SOURCE TEXT:
*-*-*

Single by Alice Glass
- Released: 17 July 2015
- Genre: Electropunk; industrial;
- Length: 2:47
- Songwriters: Alice Glass; Jupiter Keyes;
- Producers: Jupiter Keyes; Lars Stalfors;

Alice Glass singles chronology
|  | "Stillbirth" (2015) | "Without Love" (2017) |

= Stillbirth (song) =

"Stillbirth" is the debut solo single by Canadian singer-songwriter Alice Glass, released on 17 July 2015. It is Glass' first release since her departure from Crystal Castles in 2014.

==Background and release==
On 8 October 2014, Glass announced her departure from Crystal Castles for professional and personal reasons. In the announcement, she noted that working within the band compromised her efforts towards "sincerity, honesty, and empathy for others". Following her departure, she embarked on a solo career. She made her debut with "Stillbirth" on 15 July 2015 with no label involved. All proceeds from the song's sales benefit organizations (such as RAINN) that help survivors of domestic abuse, sexual violence, and incest. The lyrics were written by Glass with the music being composed by Glass and Jupiter Keyes in their basement.

==Critical reception==
Noisey called "Stillbirth" "the most powerful track of [Glass'] musical career to date," elaborating: "it's a thunderous and beautiful assault on the senses that brings the best of the two songwriters together. With a clear refrain of "I want to start again" cutting straight through a sonic electrical storm, Glass is very much alive - and her voice has never sounded better." Dazed said the track is "an explosive, punch-to-the-gut sort of song where she screamed, "I've been waiting for you to die" over dystopic, stabbing synths," later noting: "It's not just the relentless, buzz wire synths, icy wall of distortion and screaming vocals that makes "Stillbirth" a stand-out, but the powerful statement that she posted alongside it." Laura Snapes of Pitchfork compared the song to "On Sight" from Kanye West's Yeezus, saying that they both feature "dystopian piledriver synths and unflinching statement of presence in the face of systematic oppression."

*-*-*

Data entries
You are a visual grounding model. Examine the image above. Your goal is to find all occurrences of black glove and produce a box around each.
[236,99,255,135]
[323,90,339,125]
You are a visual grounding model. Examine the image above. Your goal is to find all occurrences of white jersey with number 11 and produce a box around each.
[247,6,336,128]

*-*-*

THE TASK: In the source text about the song "Stillbirth," what song does Laura Snapes of Pitchfork compare it to?

EXERCISE ANSWER: "On Sight" from Kanye West's Yeezus.